■ EXERCISE MATERIAL:
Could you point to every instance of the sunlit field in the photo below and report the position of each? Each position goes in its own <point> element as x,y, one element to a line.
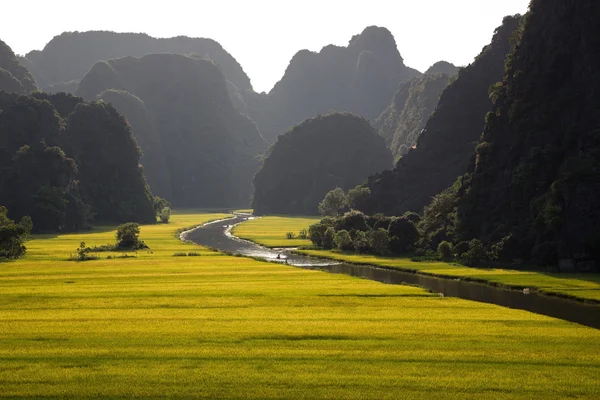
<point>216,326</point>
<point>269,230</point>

--

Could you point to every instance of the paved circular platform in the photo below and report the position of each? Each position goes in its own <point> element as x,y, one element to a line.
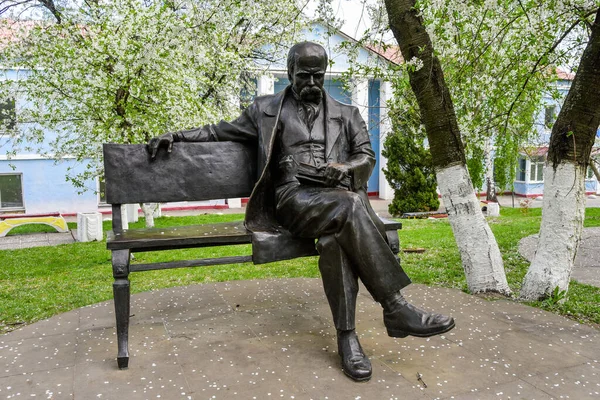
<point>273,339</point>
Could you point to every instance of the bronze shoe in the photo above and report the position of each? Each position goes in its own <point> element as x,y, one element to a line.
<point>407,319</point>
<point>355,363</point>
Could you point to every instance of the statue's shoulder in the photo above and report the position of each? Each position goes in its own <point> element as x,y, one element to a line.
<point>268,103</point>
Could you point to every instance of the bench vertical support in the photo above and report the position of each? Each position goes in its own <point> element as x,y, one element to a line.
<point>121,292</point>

---

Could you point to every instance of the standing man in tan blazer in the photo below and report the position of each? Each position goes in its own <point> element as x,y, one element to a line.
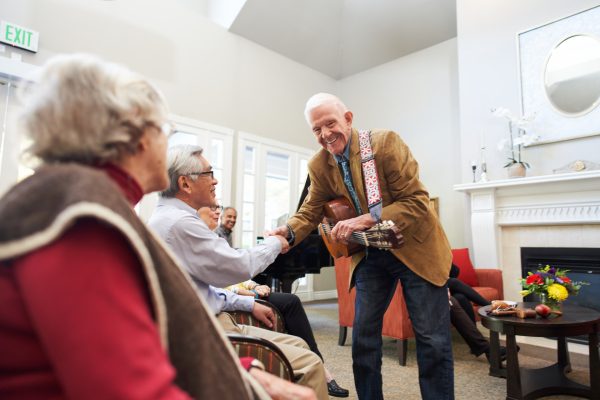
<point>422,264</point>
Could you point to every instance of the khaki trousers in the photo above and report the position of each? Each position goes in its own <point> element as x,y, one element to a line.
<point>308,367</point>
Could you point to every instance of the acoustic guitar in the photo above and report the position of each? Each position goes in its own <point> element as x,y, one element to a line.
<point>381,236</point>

■ SET EXERCISE:
Render the lines of the items, starting at the line that contains "Could you point to every instance of the sunlit" and ending with the line that contains "<point>269,230</point>", as a Markdown table with a Row column holding the row number and a Text column holding the line. Skip blank lines and leave the pictures out.

■ CORRECT OUTPUT:
| Row | Text |
|---|---|
| 1 | Could you point to every instance of the sunlit field in the photo below and report the position of each? Each position goes in its own <point> element as x,y, one element to a line. |
| 2 | <point>216,326</point> |
| 3 | <point>269,230</point> |